* START Document excerpt *

Monday, Aug. 09, 1999
A Shade Of His Brother
By Steve Lopez/Merced
They lie awake at night, Cary Stayner's relatives do, casting for reasons to believe their own denials. In the world they try to build, Steven found happiness after his return at age 14 from seven years as the sex slave of a pedophile, and there is no connection between that made-for-TV drama and last week's sequel, in which older brother Cary confessed to four horrific murders in the vicinity of Yosemite National Park. The world they build is clean, the family normal. But then they wonder, Did Cary kill Uncle Jerry too?
The chain-link gate outside the dusty gray mobile home of Steven and Cary's parents, Delbert and Kay Stayner, was padlocked last week, and the blinds were shut tight. But relatives and other acquaintances opened a window on three decades of Stayner-family horrors, and when they did, Cary stood in the darkest corner of his family's misery, quiet, withdrawn, forever sketching the world he wanted to see.
Cary, the motel handyman and champion underachiever who was arrested at a nudist colony, said in a jailhouse interview that voices told him to kill Carole and Juli Sund and Silvina Pelosso in February and Joie Armstrong just two weeks ago. That he had fantasized about killing women since the age of 7. That they ought to make a movie about him, same as his famous brother. A movie about a would-be artist who became a serial killer, torching two of his victims and decapitating another.
"It crossed my mind that maybe this was Cary's way of competing with his brother's notoriety," says Tony Dossetti, Merced's chief of police, who in 1980 was the cop who told the Stayners their son Steven had been found. It was a discovery that ultimately delivered, to the Stayners' front door, a screenwriter on a research mission. Twelve years later, that writer still holds the tapes that offer a glimpse into the mind of a killer.
The moment that crystallized JP Miller's feelings about Cary Stayner, now 37, came in 1987, when the morose young man of 24 reluctantly showed him his prized pencil drawings. Miller spent countless hours with the Stayners preparing to write I Know My First Name Is Steven, the NBC mini-series based on the Steven Stayner kidnapping case. "I kept at him, and eventually he kind of confided very shyly this dream he had. He wanted to be an artist," Miller says. He saw no second coming of Picasso in the sketches but said to Cary, "'Why don't you send them off to some colleges? Maybe they'll give you a scholarship.' He said, 'No, it'd never happen.' You could see that he'd made up his mind that he was a loser."
Last week, as a growing pile of news clippings gave shape to the profile of a monster, the Stayner family, reeling under the dust-bowl version of the Kennedy curse, was adamant about one thing. "And please quote me on this," said a relative. "The thing with Steven is not at all related to any of this with Cary."

* END Document excerpt *
* START Data listing *

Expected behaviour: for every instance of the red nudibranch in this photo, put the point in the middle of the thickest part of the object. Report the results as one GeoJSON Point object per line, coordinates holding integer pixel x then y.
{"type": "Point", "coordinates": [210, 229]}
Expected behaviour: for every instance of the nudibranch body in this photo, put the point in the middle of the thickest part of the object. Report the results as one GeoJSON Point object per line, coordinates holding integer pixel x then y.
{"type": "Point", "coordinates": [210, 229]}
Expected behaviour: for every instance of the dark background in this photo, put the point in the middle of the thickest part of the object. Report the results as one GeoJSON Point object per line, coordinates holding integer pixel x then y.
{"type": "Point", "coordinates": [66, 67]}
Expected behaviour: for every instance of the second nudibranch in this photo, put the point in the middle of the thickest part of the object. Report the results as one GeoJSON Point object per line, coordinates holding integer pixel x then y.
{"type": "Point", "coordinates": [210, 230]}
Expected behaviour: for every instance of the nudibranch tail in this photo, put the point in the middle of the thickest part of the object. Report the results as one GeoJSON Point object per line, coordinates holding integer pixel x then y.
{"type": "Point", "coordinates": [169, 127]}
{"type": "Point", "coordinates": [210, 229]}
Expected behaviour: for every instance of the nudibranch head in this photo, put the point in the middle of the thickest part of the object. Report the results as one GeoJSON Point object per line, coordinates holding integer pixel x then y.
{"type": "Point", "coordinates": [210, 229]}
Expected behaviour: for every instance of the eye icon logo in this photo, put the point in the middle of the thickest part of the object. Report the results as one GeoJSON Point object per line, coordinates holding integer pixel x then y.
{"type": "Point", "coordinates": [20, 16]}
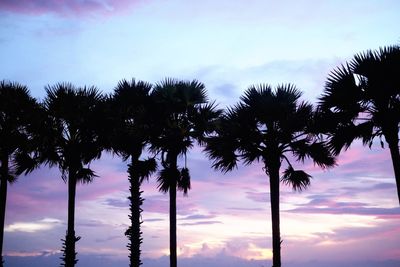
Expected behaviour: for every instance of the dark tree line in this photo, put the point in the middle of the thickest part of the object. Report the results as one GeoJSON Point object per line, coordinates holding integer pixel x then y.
{"type": "Point", "coordinates": [145, 123]}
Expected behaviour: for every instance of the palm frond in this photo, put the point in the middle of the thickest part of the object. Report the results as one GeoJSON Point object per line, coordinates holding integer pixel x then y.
{"type": "Point", "coordinates": [297, 179]}
{"type": "Point", "coordinates": [85, 175]}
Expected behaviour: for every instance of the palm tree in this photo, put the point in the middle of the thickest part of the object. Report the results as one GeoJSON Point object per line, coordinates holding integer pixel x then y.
{"type": "Point", "coordinates": [72, 140]}
{"type": "Point", "coordinates": [18, 115]}
{"type": "Point", "coordinates": [361, 100]}
{"type": "Point", "coordinates": [185, 116]}
{"type": "Point", "coordinates": [130, 108]}
{"type": "Point", "coordinates": [268, 126]}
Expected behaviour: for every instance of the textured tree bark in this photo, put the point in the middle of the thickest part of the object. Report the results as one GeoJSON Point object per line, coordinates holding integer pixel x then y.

* END Data listing *

Task set:
(A) Reproduce the article about Cary Stayner from "Cary, the motel" to "and decapitating another.".
(B) Using the article about Cary Stayner, answer yes or no to each statement and quote the words that decide it: (i) Tony Dossetti was the officer who told the Stayners in 1980 that Steven had been found. (ii) Cary Stayner was arrested at a motel. (iii) Cary agreed to send his drawings to colleges.
(C) Pick up the article about Cary Stayner after its final sentence and keep writing it.

Task-by-task outputs:
(A)
Cary, the motel handyman and champion underachiever who was arrested at a nudist colony, said in a jailhouse interview that voices told him to kill Carole and Juli Sund and Silvina Pelosso in February and Joie Armstrong just two weeks ago. That he had fantasized about killing women since the age of 7. That they ought to make a movie about him, same as his famous brother. A movie about a would-be artist who became a serial killer, torching two of his victims and decapitating another.

(B)
(i) Yes: "who in 1980 was the cop who told the Stayners their son Steven had been found"
(ii) No: "who was arrested at a nudist colony"
(iii) No: "He said, 'No, it'd never happen.'"

(C)
But when Miller dug through his New Jersey office last week for transcripts of his recorded conversations, he found what could be called a voice of dissent. It was Cary's voice, carping about having to share his bedroom upon Steven's return in 1980, and wondering why Steven got such a hero's welcome for leading a younger boy named Timmy White to freedom from the same skeevy abductor.
Miller: For seven years that had been your bedroom by yourself, right?
Cary: Yeah, and all of a sudden, no longer.
Miller: And he didn't have very good manners about it?
Cary: It was just that "I'm Steven Stayner," and his head was all bloated out... just little things, but they kind of irked me... The way I see, just about anybody would have done the same thing in his shoes... We never really got along that well after he came back... All of a sudden Steve was getting all these gifts, getting all this clothing, getting all this attention. I guess I was jealous. I'm sure I was... I was the oldest and all that. Then all of a sudden it's gone. I got put on the back burner, you might say.
But Cary's feelings of resentment and alienation had hardened long before his brother's return. Of his father, he says, "Before Steve disappeared, I always thought my dad was like the Rock of Gibraltar. Never trembled at all. All of a sudden, this one day, Dec. 4, 1972, my little brother is gone, and my dad is crying all of a sudden. Never saw my dad have a tear in his eye in my whole life. All of a sudden, life changed."
Of course it did, says Anna Jones, Cary's aunt and Delbert's sister. Delbert and Kay were after nothing more than a small-town stake in a Central Valley farm community, Delbert punching a clock as a mechanic, Kay grabbing whatever service jobs she could find. It wasn't easy or grand, but it was a life, and in an instant, it was gone.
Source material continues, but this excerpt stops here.